- _SELECTED EXTRACT_:
•••••
If your teacher is correct and the truss rod is too tight you are as safe as jbealsmusic suggests in loosening it, but do it in small increments anyway so you don't overshoot the adjustment required. "Small increments" means 1/8 to 1/4 turn of the adjustment, then wait for a day or two before going further if necessary. If you have a long straight edge and lay it along the length of the fretboard while holding the guitar in playing position (and if your frets are properly leveled) then you may notice that the neck has a wee dip in it - very small space under the straight edge around the 7th-10th frets - and that space will increase very slightly the more you loosen the truss rod.

If you had to tighten the rod, you again could do it yourself but with a bit more caution than jbealsmusic has advised. Don't force it too much and again, adjust in small increments and give the neck time to adjust.

Some guitars - many Les Pauls for example - will play well with no or virtually no gap, a straight neck. Others require the "bow" or tiny space. As someone else has already suggested, you may also need to adjust at least the action (height of the bridge to affect height of the strings over the frets) to get everything right.

Buddha (and lots of other people) say that if you can't hear it in the amp you can fuggedaboudit, but anything that affects a string's oscillation will affect the way it sounds. Whether you fuss about it or not is your decision but it's usually possible to find magic in the setup through a bit of trial and error adjusting the bridge, truss rod, and sometimes the tailpiece and even the nut. Adjusting at least the first three of those - probably all four - are within your abilities if you're careful.

These books are great; most people are happy with just the first one:

The Guitar Player Repair Guide - 3rd: Dan Erlewine: 9780879309213: Books - Amazon.ca

How to Make Your Electric Guitar Play Great!: Second Edition: Dan Erlewine: 9780879309985: Books - Amazon.ca


----------



## bigboki (Apr 16, 2015)

Lola said:


> Your amazing! Thank you so kindly! I didn't know that you had these guitars! What years do you have? If you ever get a handle on a Nitefly being sold pls let me know. I am after another one! I can't find any on Kijiji. Just the lower end models like the P-38! I need another Nitefly! I will check these videos. Once again, a gracious thank you!


Thank you for kind words.
Parker Fly Deluxe that I have is really rare - it is HSS variant made in 2001 I think (based on serial number)
Nitefly I think it is Nitefly-M version - solid satin mahogany with HH made in 2000.
•••••
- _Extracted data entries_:

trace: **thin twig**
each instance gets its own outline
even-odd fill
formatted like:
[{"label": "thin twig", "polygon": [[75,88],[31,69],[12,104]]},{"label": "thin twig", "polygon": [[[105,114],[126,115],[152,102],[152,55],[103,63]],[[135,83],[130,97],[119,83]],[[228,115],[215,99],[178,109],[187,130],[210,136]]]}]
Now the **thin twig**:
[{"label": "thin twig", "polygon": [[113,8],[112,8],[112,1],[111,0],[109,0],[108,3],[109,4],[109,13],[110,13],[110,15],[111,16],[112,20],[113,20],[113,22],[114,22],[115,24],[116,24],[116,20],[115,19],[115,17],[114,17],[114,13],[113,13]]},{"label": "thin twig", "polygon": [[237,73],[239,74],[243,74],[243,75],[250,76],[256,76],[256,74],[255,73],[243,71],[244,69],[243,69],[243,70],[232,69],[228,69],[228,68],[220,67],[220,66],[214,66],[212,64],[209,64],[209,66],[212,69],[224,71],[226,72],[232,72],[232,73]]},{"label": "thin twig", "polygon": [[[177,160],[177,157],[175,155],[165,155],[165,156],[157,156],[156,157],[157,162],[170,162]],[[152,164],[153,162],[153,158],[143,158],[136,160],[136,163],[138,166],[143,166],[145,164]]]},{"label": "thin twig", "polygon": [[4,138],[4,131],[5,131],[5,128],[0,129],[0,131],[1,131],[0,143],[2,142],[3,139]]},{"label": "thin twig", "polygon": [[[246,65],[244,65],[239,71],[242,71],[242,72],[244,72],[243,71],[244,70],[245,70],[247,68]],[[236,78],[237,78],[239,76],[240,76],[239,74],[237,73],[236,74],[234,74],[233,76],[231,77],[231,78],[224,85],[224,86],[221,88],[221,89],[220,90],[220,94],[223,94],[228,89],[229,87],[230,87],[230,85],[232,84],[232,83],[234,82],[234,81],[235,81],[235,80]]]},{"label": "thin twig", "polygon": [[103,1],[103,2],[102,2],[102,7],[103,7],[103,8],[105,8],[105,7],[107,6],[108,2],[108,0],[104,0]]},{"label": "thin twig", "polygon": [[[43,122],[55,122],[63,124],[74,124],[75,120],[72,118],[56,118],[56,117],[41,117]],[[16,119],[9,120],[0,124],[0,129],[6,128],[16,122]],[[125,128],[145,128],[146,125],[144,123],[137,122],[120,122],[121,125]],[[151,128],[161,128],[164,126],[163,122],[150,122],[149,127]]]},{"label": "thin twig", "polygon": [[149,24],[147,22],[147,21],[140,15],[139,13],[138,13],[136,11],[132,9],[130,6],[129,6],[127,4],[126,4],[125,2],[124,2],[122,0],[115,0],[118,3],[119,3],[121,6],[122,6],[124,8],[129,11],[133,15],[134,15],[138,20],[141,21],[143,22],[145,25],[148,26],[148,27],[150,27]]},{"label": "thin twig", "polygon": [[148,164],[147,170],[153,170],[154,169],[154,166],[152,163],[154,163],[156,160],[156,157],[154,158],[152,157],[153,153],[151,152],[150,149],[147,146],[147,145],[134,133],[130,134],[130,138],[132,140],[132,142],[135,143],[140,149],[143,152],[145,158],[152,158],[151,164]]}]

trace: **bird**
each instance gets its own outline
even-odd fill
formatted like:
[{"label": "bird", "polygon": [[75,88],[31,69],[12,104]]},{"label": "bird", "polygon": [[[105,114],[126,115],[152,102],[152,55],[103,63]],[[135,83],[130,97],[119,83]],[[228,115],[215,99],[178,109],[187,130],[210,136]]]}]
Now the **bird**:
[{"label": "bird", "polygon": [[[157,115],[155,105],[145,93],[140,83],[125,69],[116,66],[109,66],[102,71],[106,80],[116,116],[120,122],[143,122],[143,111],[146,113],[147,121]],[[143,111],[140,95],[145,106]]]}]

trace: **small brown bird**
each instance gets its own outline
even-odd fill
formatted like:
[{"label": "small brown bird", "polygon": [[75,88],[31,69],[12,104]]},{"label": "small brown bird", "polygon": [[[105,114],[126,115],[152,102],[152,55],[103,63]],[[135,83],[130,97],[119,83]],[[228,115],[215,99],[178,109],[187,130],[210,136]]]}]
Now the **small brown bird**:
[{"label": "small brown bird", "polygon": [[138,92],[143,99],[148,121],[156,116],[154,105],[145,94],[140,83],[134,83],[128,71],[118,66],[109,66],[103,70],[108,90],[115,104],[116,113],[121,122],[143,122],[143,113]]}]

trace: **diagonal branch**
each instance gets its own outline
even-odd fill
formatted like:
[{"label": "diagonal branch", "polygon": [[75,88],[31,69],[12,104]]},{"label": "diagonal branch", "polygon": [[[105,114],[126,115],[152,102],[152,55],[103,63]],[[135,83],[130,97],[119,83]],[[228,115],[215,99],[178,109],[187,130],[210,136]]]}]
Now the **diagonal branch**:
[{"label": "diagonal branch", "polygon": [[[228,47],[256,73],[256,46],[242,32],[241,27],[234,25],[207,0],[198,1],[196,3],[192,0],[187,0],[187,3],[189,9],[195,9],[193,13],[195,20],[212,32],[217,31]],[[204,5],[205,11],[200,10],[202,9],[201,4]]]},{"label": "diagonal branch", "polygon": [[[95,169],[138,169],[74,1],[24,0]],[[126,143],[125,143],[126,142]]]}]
•••••
- _REQUIRED TASKS_:
A. Decide whether each statement agrees with the guitar setup thread, answering yes or no and quoting the words that settle it. (i) Adjusting in small increments means turning 1/8 to 1/4 of a turn and then waiting a day or two before going further. (ii) Loosening the truss rod makes the space under the straight edge smaller. (iii) Many Les Pauls need a bow in the neck to play well.
B. Retype the passage of the guitar setup thread from "These books are" up to and including "(Apr 16, 2015)".
Rely only on the guitar setup thread; the entries play no part.

- _ANSWER SET_:
A.
(i) Yes: "1/8 to 1/4 turn of the adjustment, then wait for a day or two before going further if necessary"
(ii) No: "that space will increase very slightly the more you loosen the truss rod"
(iii) No: "Some guitars - many Les Pauls for example - will play well with no or virtually no gap, a straight neck"

B.
These books are great; most people are happy with just the first one:

The Guitar Player Repair Guide - 3rd: Dan Erlewine: 9780879309213: Books - Amazon.ca

How to Make Your Electric Guitar Play Great!: Second Edition: Dan Erlewine: 9780879309985: Books - Amazon.ca


----------



## bigboki (Apr 16, 2015)